Supplied records –
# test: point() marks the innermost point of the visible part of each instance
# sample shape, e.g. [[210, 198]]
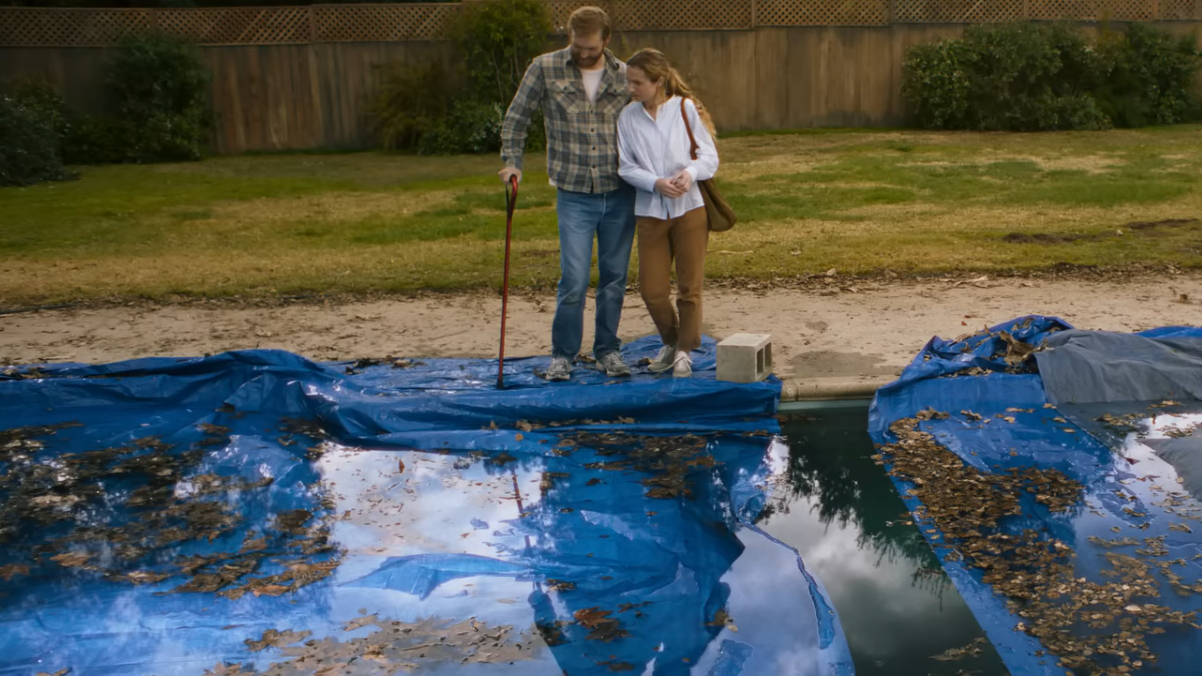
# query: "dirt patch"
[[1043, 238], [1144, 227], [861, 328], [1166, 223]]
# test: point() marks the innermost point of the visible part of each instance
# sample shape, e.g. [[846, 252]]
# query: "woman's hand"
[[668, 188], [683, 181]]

---

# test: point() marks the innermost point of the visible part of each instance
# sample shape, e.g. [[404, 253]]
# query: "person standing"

--

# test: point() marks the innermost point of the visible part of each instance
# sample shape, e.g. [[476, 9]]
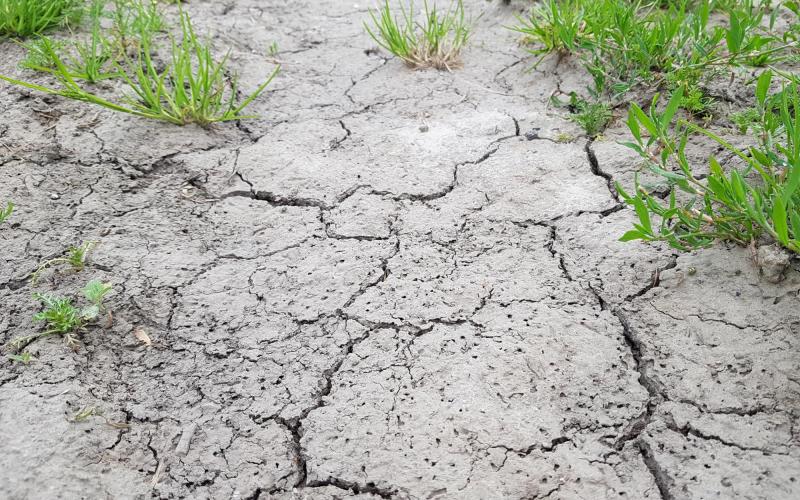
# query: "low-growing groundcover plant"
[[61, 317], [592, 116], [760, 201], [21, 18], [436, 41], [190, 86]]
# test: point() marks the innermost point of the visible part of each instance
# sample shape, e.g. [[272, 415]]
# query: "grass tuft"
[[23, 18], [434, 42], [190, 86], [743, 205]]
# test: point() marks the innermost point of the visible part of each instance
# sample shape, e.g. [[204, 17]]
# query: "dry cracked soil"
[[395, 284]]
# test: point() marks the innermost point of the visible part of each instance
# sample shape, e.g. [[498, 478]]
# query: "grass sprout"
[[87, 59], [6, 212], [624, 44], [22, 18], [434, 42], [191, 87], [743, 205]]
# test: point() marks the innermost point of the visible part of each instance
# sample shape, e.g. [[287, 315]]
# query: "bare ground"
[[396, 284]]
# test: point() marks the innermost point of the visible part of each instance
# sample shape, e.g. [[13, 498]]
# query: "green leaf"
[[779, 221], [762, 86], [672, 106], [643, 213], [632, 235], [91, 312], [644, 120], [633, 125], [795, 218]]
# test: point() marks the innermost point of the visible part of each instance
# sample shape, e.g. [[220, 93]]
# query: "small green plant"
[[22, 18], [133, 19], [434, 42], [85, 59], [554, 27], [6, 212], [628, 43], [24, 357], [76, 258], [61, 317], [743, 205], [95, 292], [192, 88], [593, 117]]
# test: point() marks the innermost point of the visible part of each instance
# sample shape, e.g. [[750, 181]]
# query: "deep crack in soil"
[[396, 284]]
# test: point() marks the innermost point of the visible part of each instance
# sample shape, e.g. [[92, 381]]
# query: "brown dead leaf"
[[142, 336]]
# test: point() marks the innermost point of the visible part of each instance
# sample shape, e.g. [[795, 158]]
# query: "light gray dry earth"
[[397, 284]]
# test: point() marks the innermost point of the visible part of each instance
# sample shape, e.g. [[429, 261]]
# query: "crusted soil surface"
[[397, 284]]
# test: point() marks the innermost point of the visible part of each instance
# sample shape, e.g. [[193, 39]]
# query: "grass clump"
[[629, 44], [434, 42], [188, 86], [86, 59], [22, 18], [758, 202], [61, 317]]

Stated problem – Pull out every line from the entries above that contains the word "plant".

Result of this task –
# query: "low-growing groundcover plant"
# query: "small green plant"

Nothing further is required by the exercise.